## Extracted text:
+ + + + + + +
Monday 10 December 2018

The Slow Readers Club - Glasgow School Of Art - 8th December 2018


The first live outing since announcing their full time status and big UK tour sees The Slow Readers Club in fine form, as they storm through a massive twenty-song set to a jubilant, sell out, Glasgow crowd.

The Slow Readers Club are ending their most successful year on a high – a top twenty album, well received festival slots at home and abroad, and now a mini tour which cumulates in the massive Manchester Apollo show next weekend. Before that though, they have sell out dates in Glasgow and London to attend to.
+ + + + + + +
## Data records:

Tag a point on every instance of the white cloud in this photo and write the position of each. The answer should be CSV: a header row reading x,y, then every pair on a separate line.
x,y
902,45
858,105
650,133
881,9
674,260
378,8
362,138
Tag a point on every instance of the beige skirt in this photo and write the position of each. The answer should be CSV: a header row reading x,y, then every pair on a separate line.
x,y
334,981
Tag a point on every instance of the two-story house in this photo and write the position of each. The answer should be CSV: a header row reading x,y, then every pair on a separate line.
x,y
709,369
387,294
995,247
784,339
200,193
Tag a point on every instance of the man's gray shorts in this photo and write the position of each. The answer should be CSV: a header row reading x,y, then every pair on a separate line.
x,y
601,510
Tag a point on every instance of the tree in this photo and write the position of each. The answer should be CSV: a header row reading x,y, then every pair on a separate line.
+ + + + + + +
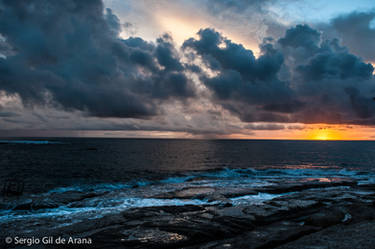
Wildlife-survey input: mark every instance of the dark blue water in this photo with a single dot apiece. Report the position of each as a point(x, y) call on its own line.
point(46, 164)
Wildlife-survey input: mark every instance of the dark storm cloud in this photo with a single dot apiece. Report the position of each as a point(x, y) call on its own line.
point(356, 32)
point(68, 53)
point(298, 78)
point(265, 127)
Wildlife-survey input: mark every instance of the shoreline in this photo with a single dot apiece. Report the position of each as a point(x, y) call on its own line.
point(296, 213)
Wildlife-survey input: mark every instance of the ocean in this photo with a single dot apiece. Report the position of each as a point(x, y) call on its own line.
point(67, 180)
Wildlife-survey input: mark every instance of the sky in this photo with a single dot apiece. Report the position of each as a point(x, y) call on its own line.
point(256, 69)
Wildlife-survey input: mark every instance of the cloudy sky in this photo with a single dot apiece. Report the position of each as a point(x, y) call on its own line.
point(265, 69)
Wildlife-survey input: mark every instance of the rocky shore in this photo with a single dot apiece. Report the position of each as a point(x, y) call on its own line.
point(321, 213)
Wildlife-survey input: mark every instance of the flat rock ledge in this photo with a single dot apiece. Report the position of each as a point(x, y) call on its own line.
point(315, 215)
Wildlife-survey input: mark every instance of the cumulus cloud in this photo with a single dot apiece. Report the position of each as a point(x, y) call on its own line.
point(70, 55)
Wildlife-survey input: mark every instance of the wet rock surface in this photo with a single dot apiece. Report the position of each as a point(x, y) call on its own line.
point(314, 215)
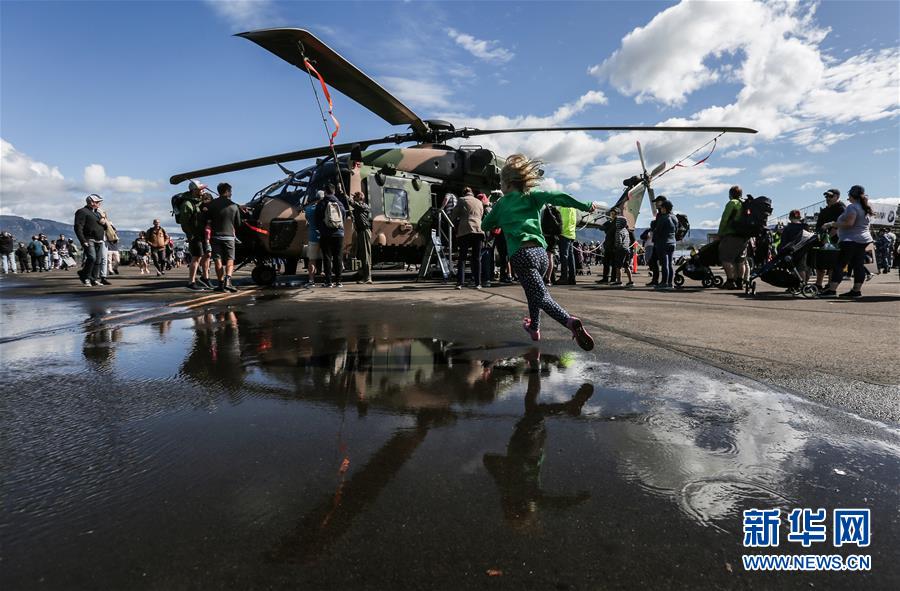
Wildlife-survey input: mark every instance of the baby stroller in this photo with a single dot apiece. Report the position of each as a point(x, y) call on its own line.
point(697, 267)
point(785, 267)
+ + + + + + +
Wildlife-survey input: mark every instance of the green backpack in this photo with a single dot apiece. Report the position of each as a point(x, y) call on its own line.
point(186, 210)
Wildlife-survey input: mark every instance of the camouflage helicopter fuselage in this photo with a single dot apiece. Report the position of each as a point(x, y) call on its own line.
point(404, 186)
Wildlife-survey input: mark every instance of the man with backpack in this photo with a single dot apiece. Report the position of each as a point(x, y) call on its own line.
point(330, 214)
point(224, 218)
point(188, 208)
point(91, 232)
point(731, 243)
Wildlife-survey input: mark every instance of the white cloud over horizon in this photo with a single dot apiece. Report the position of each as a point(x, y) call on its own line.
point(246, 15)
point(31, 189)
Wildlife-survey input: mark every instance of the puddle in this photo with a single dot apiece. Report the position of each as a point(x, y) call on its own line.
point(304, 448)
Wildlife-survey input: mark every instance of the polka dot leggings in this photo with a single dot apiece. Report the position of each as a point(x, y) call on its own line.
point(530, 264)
+ + + + + + +
## Requests:
- 1) In the Slow Readers Club concert review, how many songs did the band play in its Glasgow set?
- 2) Carry on the Slow Readers Club concert review past its final sentence, adding one or two paragraphs in the same style.

## Task-by-task outputs:
- 1) Twenty.

- 2)
It's three and a half years since The Slow Readers Club first ventured north to play in Glasgow. On a spring evening in 2015, they debuted - to a select Glasgow audience - songs from the then unreleased second album Cavalcade in the basement of nearby Stereo. Since then, those songs have been enthralling audiences the length and breadth of the country and beyond, whilst the fan base has multiplied. So much so, that the band are now capable of selling out some of the country's premier venues. On paper at least, it looks like tonight is a warm up for the Manchester Apollo show but as always, the band don't treat it as such and deliver an incredible set, drawing on early classics like Sirens, Feet on Fire, One More Minute and coming bang up to date with no fewer than nine cuts from Build A Tower.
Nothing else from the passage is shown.